■ **INSTRUCTIONS TO FOLLOW**: For this exercise, repeat all of the material verbatim apart from its images.

■ **DATA EXCERPTS**:
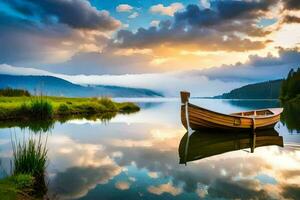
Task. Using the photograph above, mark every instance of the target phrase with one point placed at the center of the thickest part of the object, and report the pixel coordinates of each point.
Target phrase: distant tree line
(10, 92)
(290, 87)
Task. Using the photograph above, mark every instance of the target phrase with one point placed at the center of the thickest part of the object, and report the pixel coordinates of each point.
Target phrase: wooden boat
(196, 118)
(213, 142)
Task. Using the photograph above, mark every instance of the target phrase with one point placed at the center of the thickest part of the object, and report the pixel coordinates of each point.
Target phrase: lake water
(136, 157)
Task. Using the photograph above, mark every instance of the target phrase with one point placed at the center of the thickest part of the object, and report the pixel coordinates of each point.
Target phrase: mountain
(54, 86)
(263, 90)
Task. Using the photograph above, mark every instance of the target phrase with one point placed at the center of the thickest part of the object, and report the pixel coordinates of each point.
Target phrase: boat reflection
(203, 144)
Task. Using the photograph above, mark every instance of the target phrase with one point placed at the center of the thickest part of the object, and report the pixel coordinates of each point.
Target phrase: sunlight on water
(137, 156)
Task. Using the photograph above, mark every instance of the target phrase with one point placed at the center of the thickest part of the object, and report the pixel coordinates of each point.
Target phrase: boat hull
(200, 118)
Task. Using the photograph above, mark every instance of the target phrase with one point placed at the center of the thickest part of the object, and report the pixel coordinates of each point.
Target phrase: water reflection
(290, 116)
(203, 144)
(136, 156)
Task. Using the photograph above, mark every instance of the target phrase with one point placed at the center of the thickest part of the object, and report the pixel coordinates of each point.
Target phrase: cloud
(122, 185)
(133, 15)
(257, 68)
(291, 19)
(124, 8)
(204, 29)
(205, 3)
(41, 39)
(165, 188)
(154, 23)
(166, 10)
(292, 4)
(76, 14)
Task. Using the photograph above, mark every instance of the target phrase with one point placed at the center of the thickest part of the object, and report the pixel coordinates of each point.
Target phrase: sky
(165, 45)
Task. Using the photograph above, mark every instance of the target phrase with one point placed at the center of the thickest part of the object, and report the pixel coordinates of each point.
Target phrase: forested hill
(263, 90)
(54, 86)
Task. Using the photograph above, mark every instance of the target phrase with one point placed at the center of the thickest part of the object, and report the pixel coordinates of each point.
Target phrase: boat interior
(254, 113)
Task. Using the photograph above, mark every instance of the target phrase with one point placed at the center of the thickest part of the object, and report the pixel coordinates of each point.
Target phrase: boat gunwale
(237, 116)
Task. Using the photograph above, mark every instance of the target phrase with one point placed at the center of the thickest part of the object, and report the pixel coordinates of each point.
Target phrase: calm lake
(136, 156)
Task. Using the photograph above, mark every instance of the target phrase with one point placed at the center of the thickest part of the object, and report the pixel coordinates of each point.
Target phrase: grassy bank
(38, 107)
(17, 187)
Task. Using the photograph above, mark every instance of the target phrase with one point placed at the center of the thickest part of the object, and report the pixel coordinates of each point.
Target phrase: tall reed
(30, 157)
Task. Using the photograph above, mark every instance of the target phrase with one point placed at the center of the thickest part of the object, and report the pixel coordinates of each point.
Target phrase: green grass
(30, 158)
(58, 107)
(16, 187)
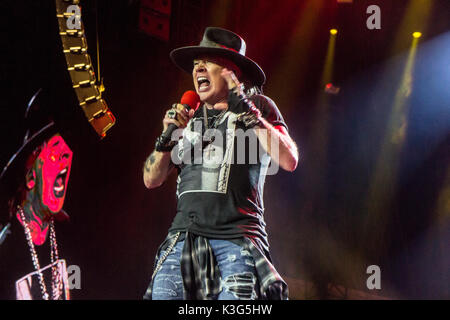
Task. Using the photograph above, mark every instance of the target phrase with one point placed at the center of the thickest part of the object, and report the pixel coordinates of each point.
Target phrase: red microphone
(190, 98)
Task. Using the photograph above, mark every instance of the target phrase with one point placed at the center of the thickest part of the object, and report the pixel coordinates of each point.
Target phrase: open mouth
(60, 184)
(203, 83)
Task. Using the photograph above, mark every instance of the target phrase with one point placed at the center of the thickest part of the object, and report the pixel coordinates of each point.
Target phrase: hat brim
(183, 58)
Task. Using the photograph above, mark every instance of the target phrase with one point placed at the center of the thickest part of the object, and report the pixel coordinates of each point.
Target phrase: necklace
(54, 256)
(215, 122)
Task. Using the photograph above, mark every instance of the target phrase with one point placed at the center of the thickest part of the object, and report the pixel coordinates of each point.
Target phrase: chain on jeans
(164, 257)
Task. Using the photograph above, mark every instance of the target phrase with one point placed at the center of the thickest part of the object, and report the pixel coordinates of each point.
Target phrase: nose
(200, 66)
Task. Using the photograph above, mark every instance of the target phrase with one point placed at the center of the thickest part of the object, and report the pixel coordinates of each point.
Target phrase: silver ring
(171, 114)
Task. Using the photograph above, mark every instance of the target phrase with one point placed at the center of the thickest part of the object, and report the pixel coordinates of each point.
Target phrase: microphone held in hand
(190, 100)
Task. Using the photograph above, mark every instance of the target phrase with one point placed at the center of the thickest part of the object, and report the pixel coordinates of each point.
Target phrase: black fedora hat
(39, 128)
(223, 43)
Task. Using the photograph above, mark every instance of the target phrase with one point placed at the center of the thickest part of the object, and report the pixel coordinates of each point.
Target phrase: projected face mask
(52, 169)
(46, 186)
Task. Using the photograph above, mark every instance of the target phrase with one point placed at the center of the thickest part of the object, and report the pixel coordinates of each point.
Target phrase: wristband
(162, 145)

■ **FINAL RESULT**:
Task. Using the photograph above, mark every instance of the target phrase with one point placed at the center of the thickest part of the object, and report the pixel coordinates of each point.
Target phrase: distant tree line
(10, 92)
(290, 87)
Task. Using the photograph above, mark every instance of the target phrase with one point placed at the center of the thickest part of the object, and report the pixel coordinates of each point.
Target phrase: wooden boat
(196, 118)
(213, 142)
Task. Using the photograph above, mark every instance of the target phrase with one point placed at the center of the thickest part of the object, and report the pixel coordinates of each point.
Target phrase: lake water
(136, 157)
Task. Using the photograph above, mark every instance of the target phrase with one point placed at the center of the thickest part of the object, and report the pixel coordinates of each point.
Target phrase: mountain
(54, 86)
(263, 90)
Task. Using the photograph above, mark every instance of the target phrase with one point placed at the center of the thickest part of the object, and report the pixel coordinates of each point.
Target phrase: boat reflection
(203, 144)
Task. Using the photograph above, mark every instance of the target phrase with one point placed at the center of the thickest part of the object, and report the pixel coordinates of each point.
Target phrase: sunlight on water
(137, 156)
Task. Using the photograph above, mark every instance of the target phrase with one point placed at the center of the thickest part of the object, and report the pixel coordinates of each point.
Target phrase: boat hull
(200, 118)
Task. Using the photograph above, mark every instance of the target phrase with one point placed at the center of the thickest part of the object, and report the pixel coordinates of each point.
Target phrase: water reflection
(290, 116)
(203, 144)
(136, 156)
Task. Using the photograph above, mark every instance of the target phrase with one point placed at the center of the thickest part of the object, and report the pixel coordinates of each point.
Target phrase: cloud
(122, 185)
(133, 15)
(257, 68)
(291, 19)
(124, 8)
(204, 29)
(205, 3)
(41, 39)
(165, 188)
(154, 23)
(166, 10)
(292, 4)
(76, 14)
Task. Using the photograph above, mark every instance of the target phrase with one point placed at the center of the thickest part of the object, and report the pixel coordinates of each point.
Target phrase: sky
(165, 45)
Task. Using the photograph above, mark every instance of the target phrase with one point placed at the center of the thickest part of the object, and report the pixel coordinates of each point.
Target phrase: forested hill
(263, 90)
(54, 86)
Task. Using the photograph above, mark every instance of the target phrase with one point placed at the center of the thickest part of the object, and report the pixel coordinates of each point.
Target phrase: boat interior
(254, 113)
Task. Using the photograph above, mark every instance of the target phrase with one point placed at the center of the thickest part of the object, and report the pixel coordinates of each point.
Target phrase: boat gunwale
(237, 116)
Task. Using the photograph above, mark every instance of the target phrase with one point placed at the center of the thickest part of the object, and report the pixel coordinates of each point.
Target phrase: calm lake
(136, 156)
Task. Using the photograph above, mark every instance of the target phrase with one point placed at the center of the thickest part of the object, and report the pixel coordinates of each point.
Target phrase: grassy bank
(38, 107)
(17, 187)
Task. Using the photograph above, mark every instance of the target phrase with one point placed at the center of the thickest part of the object, and report the pixel coordinates of each point.
Target phrase: tall reed
(30, 157)
Task. Using the photograph above, mark every instance of the target phrase with one point placed at the center of the thickest part of the object, and report the pixel coordinates of each point.
Target phrase: green grass
(30, 158)
(58, 107)
(16, 187)
Task. Using the photograph above, mark every instance of the target phrase with one point placed at the center of the thickest part of the object, and report the pixel coordinates of each point.
Target phrase: red microphone
(190, 98)
Task. Using the photograph above, mark every instance of the target phrase with one point placed at the center of the thickest part of the object, and report the pixel coordinates of each point.
Target phrase: open mouth
(60, 184)
(203, 83)
Task. Using the photograph above, mark every instance of the target phrase with one point placed at the center of the thickest part of the object, and report the pixel coordinates of each point.
Target phrase: hat brim
(183, 58)
Task. Using the photograph above, mark every instance of the target phrase with one point placed at the center of the thickest part of the object, and report the pixel coordinates of each point.
Target phrase: necklace
(54, 256)
(215, 122)
Task. Using the photograph above, mark every instance of the target phrase with one point placed at the center of the thickest part of the object, and report the pixel coordinates of each point.
Target phrase: chain on jeans
(164, 257)
Task. Using the photograph above, mark every instance of the target phrase with one point placed at the center of the thickest part of the object, and report the pixel coordinates of each point.
Target phrase: nose
(200, 66)
Task. Using the photograph above, mark every instance of the target phrase with one point placed at the center of the thickest part of the object, and report the pixel coordinates of each point.
Target phrase: silver ring
(171, 114)
Task. Using the photograph above, mark every instance of the target phrase with one point placed at the center of the thickest part of the object, and report the pixel coordinates of each point.
Target phrase: microphone held in hand
(190, 100)
Task. Using the photograph above, mark every instance of the target phrase with one point placed at the center of the thickest part of the object, and report the pixel coordinates of each point.
Target phrase: black fedora hat
(39, 128)
(223, 43)
Task. Using the photograph above, mark every instance of the target phrase with one point placed at the center of the thickest part of the object, and report the pixel coordinates of each point.
Target phrase: projected face mask
(52, 169)
(46, 186)
Task. Using the photograph above, mark every instance of the target phrase with one point placed at the center of the thickest part of the object, and report the pixel coordinates of each point.
Target phrase: wristband
(162, 145)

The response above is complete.